▶ **Work to do**
Copy out the lines starting at the one that contains "identify the chair" and ending at the one that contains "[132,73,141,88]", with both of those lines included.

▶ **Exercise material**

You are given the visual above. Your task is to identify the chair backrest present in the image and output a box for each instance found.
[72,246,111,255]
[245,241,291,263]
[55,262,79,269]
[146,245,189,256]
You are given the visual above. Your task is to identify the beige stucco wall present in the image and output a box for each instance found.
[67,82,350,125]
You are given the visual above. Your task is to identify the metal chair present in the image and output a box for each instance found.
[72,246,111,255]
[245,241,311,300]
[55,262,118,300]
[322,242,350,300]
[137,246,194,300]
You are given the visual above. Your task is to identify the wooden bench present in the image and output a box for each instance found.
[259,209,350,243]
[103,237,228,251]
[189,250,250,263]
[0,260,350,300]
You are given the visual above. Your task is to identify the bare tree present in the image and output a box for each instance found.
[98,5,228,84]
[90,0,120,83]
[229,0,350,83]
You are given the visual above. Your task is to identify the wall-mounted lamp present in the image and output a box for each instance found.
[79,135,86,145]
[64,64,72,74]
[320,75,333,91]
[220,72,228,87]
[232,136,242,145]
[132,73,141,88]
* * *
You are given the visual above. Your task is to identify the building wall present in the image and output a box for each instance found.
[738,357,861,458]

▶ **Output**
You are given the visual above. Your task is to identify the chair backrest present in the image and output a box for each instance found.
[72,246,111,255]
[245,241,291,263]
[55,262,79,269]
[146,245,189,256]
You are given the visual above. Your task is to identify the beige stucco wall present in the image and output a box for each instance found.
[67,82,350,125]
You are given the visual above. Your task is to identify the metal chair present in the image and output a box for each instance found.
[72,246,111,255]
[245,241,311,300]
[55,262,118,300]
[322,242,350,300]
[137,246,194,300]
You are given the visual above. Your task is to identify the wooden bench present in the image and output a box for each instance found.
[259,209,350,243]
[103,237,228,251]
[189,250,250,263]
[0,260,350,300]
You are given the visual above. Your task is to identify the bare tree present in the image and output a box for each instance found.
[98,5,228,84]
[90,0,120,83]
[229,0,350,83]
You are given the visual above. Your task is to identify the wall-mounted lamp present in the image and output a box for each instance found.
[79,135,86,145]
[64,64,72,74]
[320,75,333,91]
[220,72,228,87]
[232,136,242,145]
[132,73,141,88]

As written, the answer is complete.